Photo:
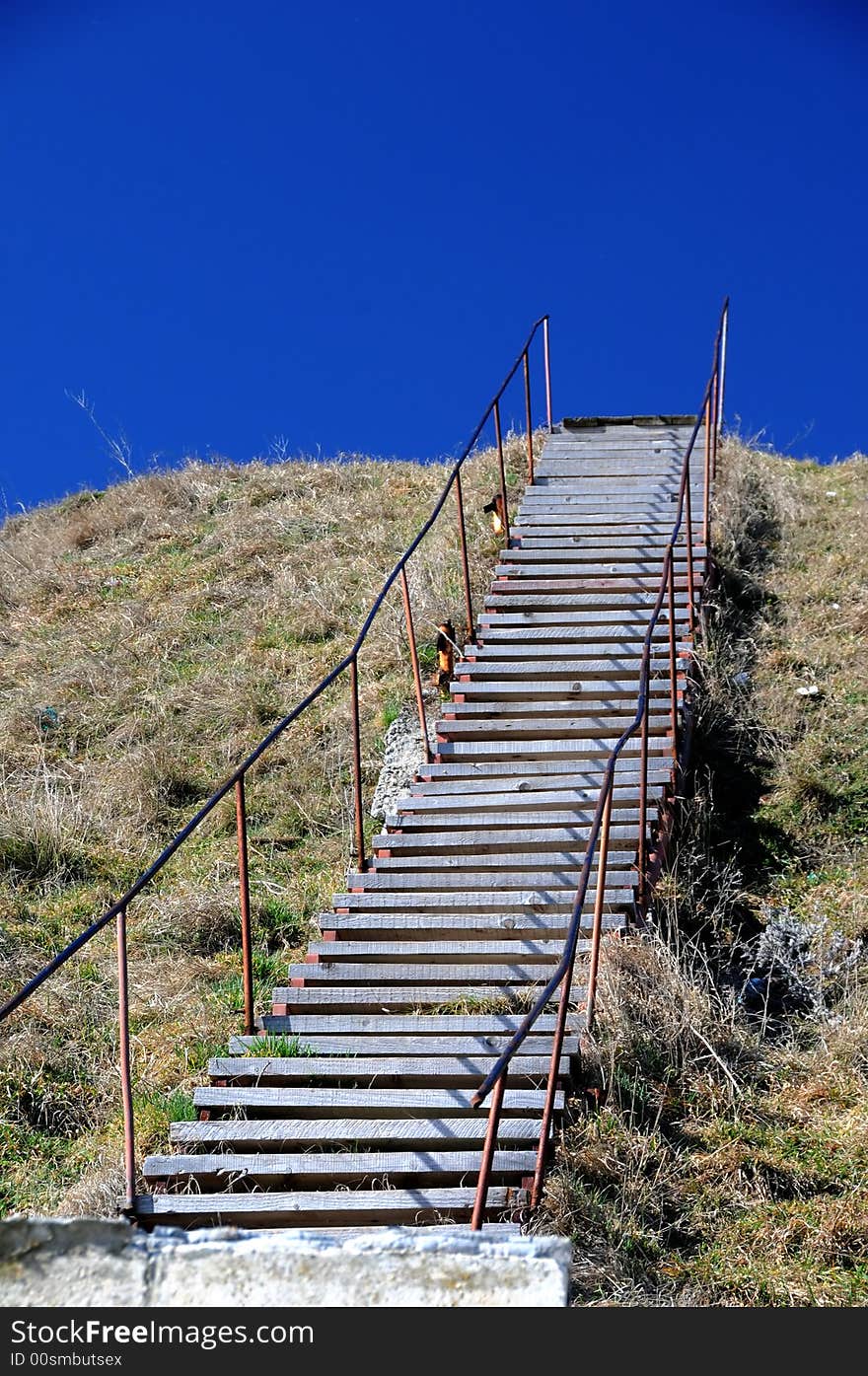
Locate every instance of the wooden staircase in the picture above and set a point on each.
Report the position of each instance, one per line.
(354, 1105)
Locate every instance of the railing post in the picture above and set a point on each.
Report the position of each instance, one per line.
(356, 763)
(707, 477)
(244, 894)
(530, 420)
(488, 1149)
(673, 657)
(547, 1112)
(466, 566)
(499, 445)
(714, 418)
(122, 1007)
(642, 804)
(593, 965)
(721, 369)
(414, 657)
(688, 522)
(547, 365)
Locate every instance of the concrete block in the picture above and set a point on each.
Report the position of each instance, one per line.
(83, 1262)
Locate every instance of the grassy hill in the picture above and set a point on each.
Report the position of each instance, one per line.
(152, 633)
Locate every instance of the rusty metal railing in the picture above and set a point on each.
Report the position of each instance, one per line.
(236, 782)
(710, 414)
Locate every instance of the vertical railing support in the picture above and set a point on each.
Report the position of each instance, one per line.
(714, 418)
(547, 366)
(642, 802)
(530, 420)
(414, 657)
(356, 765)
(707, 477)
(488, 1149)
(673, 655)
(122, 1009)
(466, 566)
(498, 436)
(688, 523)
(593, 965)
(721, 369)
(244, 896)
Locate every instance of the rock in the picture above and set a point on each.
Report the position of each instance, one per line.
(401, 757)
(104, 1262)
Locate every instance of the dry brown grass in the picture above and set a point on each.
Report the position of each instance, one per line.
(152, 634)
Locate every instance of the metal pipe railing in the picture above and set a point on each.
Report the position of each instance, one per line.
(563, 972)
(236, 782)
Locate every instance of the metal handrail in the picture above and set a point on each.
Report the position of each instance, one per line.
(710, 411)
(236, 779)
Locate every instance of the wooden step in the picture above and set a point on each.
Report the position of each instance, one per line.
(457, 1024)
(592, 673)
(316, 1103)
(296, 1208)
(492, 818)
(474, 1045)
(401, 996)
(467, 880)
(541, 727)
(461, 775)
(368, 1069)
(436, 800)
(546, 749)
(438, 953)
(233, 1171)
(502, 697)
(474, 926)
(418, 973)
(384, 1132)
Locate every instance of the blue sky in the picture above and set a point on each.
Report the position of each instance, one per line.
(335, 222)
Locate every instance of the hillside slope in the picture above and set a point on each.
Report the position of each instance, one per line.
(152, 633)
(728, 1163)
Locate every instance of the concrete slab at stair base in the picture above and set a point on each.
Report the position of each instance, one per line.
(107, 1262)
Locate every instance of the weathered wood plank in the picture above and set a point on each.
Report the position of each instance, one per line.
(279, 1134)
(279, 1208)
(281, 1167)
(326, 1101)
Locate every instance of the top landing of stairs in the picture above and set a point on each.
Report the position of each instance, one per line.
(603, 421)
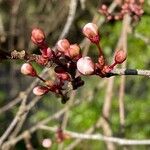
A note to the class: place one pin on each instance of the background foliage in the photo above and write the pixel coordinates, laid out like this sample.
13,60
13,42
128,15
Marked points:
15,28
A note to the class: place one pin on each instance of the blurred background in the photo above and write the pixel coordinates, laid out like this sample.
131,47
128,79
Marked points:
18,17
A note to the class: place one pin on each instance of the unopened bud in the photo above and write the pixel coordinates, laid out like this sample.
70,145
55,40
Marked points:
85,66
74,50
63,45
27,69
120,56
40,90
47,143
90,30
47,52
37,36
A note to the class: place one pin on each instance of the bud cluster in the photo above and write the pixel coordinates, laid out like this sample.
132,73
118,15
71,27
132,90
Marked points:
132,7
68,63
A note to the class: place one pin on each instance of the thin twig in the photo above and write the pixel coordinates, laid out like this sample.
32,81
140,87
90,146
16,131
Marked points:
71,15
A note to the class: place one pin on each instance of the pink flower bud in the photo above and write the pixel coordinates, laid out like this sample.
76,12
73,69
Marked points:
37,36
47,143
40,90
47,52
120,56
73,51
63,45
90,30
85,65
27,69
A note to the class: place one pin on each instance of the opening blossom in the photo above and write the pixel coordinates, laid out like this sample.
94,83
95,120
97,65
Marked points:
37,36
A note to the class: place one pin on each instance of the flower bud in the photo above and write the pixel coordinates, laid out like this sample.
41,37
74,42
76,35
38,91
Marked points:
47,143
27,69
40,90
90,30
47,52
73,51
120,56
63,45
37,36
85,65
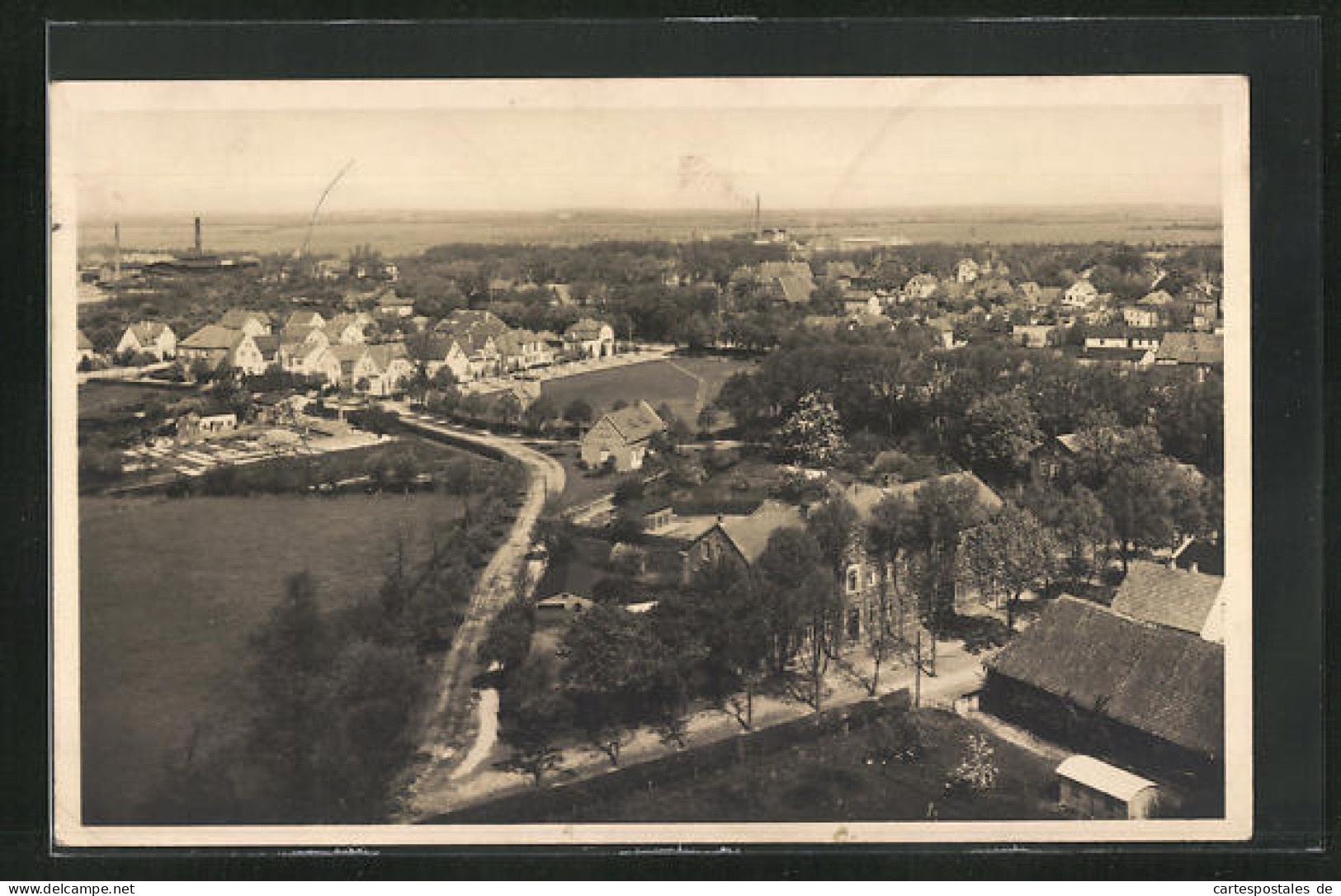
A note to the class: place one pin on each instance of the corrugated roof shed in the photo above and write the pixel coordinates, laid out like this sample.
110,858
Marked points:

● **Action item**
With no other words, state how many lines above hold the word "laid".

● **Task output**
9